▶ [Work item]:
Using the text about the Tempio Maggiore synagogue in Rome, answer each question briefly.
(a) In what year did Pope John Paul II visit the synagogue?
(b) How many people were injured in the attack on October 9, 1982?
(c) What shape is the synagogue's roof?

[[ Source text, beginning ]]

Pope John Paul II made the first known visit of the pope to the synagogue in 1986, where he prayed with the Chief Rabbi of Rome. He proclaimed that the Jewish people are the “elder brothers” of the Catholic Church, and Pope Francis made the same remarks when visiting the synagogue in 2016. Pope Francis also denounced all the violence committed in the name of God and joined in the diaspora as a sign of interfaith friendship.

On October 9, 1982, the synagogue was attacked by Palestinian terrorists during a Saturday morning Shabbat service, where 37 people were injured and a two-year-old boy was killed. As sad as it is to say, I am so grateful that this was the most extreme form of violence committed against this community in recent years. As a Jew, I have learned to understand that antisemitism is something I have to learn to live with, especially with the immense amounts of antisemitic acts committed every day in the United States. I have become so accustomed to my neighborhood synagogues being vandalized, to local high schools using Nazi propaganda for drinking games, and to being stereotyped and isolated in my own town. It is terrifying to see how normalized it is to hate Jews in the world, and it gives me comfort to know that there are places where Jews can live safely(for the most part) and with their own people.

As a proud Jew myself, I have been to many beautiful temples throughout my life, but none compare to the Tempio Maggiore. The architecture, design, artwork, and significance of this temple were absolutely breathtaking, and I immediately felt at home when I walked in. Everything in this building has a purpose, and I felt extremely lucky to have been able to be inside. The roof of the temple has a special significance to Roman culture and architecture. The roof of the synagogue is a square dome, which alludes to the circular domed roofs of the Catholic Churches within the city, but differentiates the religions. The architecture still reflects its Roman roots but signifies the Jewish presence that proudly remains in Rome.

[[ Source text, end ]]
[[ Data supplied, beginning ]]

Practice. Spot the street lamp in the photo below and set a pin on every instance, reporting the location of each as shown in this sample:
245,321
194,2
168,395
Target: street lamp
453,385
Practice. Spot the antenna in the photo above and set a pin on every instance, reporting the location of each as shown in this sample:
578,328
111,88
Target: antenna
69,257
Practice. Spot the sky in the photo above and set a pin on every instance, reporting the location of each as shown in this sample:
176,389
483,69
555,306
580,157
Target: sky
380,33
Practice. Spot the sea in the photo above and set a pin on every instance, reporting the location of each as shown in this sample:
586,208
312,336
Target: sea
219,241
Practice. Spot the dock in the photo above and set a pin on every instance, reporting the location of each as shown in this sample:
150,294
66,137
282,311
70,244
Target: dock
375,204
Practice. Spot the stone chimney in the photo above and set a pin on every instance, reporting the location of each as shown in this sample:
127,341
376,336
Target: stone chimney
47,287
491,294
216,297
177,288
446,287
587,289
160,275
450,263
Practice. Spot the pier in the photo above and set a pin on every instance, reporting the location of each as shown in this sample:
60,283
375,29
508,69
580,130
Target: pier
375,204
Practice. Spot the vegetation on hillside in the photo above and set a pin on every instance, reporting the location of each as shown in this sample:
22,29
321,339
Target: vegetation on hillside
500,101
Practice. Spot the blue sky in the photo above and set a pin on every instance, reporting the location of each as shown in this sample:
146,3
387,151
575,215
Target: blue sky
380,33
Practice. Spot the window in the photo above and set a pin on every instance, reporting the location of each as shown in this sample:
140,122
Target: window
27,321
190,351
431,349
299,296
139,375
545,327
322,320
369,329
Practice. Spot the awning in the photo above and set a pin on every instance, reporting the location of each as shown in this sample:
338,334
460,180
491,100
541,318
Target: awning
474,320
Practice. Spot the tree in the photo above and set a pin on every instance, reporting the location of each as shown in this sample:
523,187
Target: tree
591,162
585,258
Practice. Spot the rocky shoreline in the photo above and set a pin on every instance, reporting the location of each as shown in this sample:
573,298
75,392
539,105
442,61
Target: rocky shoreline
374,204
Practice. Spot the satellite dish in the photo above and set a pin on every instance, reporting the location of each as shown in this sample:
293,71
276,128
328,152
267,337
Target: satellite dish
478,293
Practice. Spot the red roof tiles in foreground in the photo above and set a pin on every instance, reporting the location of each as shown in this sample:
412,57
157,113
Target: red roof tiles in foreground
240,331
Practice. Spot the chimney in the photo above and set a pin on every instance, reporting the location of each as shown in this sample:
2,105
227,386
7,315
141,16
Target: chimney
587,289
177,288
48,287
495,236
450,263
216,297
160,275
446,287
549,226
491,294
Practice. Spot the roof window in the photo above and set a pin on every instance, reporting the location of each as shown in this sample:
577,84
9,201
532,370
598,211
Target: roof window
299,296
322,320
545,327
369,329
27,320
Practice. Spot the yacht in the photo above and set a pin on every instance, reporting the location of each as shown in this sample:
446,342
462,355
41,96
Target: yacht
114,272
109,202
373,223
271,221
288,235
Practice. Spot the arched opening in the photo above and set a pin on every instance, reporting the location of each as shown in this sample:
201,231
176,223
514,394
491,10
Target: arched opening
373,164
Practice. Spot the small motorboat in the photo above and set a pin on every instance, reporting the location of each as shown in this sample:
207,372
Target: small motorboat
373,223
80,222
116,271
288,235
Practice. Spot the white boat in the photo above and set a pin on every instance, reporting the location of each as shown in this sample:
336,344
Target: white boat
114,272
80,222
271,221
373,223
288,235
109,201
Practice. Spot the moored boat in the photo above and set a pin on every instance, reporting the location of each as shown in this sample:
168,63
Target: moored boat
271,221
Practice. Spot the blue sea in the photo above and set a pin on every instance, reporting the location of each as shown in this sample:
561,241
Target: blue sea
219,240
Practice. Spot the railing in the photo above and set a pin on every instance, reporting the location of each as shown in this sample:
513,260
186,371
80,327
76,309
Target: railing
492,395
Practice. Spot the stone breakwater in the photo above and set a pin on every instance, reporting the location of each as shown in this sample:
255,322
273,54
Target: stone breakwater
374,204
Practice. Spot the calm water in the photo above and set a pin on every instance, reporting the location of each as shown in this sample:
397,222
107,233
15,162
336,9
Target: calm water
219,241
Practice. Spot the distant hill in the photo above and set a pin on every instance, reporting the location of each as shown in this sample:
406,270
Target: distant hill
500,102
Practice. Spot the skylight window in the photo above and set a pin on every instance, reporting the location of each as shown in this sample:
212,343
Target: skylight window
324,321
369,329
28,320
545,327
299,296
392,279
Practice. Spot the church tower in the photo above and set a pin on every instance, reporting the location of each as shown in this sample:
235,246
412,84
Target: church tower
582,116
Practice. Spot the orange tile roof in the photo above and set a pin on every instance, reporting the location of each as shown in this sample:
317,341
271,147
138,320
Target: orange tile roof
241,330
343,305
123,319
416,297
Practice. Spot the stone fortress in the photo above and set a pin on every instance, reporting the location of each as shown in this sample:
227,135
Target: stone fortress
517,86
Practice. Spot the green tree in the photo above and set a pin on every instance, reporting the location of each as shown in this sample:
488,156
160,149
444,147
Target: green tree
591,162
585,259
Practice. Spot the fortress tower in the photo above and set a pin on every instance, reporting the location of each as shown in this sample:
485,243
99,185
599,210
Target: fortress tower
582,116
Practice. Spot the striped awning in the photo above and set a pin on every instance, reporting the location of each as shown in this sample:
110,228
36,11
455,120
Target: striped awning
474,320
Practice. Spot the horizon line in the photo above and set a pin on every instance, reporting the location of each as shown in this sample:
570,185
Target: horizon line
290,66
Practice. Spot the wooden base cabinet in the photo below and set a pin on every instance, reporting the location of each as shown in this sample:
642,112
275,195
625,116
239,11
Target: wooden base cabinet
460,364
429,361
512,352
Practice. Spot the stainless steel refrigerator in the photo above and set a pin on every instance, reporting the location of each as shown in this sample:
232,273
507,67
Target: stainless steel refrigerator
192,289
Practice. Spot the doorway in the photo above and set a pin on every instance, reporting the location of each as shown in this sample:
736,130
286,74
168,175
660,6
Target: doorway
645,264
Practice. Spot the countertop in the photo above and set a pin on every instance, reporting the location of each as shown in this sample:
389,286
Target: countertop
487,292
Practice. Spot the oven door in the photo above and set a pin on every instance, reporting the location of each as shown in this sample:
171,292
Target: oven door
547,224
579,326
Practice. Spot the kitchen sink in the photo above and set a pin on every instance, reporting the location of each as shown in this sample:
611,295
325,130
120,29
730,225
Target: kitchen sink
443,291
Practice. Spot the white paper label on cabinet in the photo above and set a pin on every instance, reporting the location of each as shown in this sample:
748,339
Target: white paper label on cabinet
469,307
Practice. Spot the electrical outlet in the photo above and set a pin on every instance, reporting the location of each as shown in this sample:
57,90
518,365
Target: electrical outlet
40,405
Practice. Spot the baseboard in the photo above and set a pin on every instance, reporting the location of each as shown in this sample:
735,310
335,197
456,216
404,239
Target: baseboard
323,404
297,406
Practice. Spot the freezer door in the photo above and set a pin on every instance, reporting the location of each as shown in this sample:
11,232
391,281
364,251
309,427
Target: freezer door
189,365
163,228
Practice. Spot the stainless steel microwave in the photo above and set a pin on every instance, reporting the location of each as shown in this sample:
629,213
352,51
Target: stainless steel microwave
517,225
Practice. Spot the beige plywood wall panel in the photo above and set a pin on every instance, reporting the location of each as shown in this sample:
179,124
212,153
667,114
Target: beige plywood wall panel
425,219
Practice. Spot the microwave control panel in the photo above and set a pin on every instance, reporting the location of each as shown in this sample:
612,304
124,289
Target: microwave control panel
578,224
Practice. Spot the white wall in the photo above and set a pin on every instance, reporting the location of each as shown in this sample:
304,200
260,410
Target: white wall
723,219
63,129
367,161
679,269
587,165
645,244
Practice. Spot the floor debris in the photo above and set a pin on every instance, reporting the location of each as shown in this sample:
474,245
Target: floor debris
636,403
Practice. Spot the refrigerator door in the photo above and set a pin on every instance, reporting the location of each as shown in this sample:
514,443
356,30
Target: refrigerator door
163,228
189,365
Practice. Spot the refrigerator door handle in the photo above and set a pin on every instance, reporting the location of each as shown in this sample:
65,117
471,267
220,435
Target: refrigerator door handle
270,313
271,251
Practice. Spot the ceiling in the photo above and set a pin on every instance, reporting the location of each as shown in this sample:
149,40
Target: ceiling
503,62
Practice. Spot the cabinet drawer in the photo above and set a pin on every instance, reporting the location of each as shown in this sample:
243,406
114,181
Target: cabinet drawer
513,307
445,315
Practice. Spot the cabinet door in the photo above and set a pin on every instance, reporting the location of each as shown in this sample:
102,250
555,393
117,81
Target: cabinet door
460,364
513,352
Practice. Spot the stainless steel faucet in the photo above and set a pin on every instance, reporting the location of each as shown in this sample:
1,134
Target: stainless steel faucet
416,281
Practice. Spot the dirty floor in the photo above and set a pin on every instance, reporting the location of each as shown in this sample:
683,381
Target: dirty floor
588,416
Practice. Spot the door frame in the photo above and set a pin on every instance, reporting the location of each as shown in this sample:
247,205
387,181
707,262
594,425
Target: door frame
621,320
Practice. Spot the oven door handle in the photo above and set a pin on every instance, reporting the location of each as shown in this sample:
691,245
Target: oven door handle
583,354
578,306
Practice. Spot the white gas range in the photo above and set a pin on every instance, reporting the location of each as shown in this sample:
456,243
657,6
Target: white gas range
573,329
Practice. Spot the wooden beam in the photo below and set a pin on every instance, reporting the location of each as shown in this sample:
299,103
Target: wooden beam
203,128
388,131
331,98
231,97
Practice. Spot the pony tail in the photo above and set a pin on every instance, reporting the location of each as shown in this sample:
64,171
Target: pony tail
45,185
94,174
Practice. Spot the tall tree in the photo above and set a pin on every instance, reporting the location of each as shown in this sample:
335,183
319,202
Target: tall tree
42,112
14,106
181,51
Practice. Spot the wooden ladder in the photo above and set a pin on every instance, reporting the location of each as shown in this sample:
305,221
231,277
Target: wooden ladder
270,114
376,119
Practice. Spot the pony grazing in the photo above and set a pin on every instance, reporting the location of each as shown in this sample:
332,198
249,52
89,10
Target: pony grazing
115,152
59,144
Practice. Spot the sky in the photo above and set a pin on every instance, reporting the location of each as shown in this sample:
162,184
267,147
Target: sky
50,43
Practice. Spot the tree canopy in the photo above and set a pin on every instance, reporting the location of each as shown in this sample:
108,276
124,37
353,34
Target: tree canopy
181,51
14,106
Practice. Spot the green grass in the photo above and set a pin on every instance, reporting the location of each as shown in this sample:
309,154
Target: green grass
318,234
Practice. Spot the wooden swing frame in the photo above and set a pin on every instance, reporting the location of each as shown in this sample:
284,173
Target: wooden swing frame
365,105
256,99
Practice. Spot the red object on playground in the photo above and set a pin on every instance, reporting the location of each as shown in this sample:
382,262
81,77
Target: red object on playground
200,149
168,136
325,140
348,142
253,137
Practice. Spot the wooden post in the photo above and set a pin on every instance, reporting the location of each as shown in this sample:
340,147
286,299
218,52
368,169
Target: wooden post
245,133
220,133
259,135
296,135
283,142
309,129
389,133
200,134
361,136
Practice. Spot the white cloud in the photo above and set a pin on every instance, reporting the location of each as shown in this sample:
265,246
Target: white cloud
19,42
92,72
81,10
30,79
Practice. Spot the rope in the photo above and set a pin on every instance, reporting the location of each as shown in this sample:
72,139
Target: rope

[[ Data supplied, end ]]

▶ [Solution for this problem]:
(a) 1986
(b) 37
(c) A square dome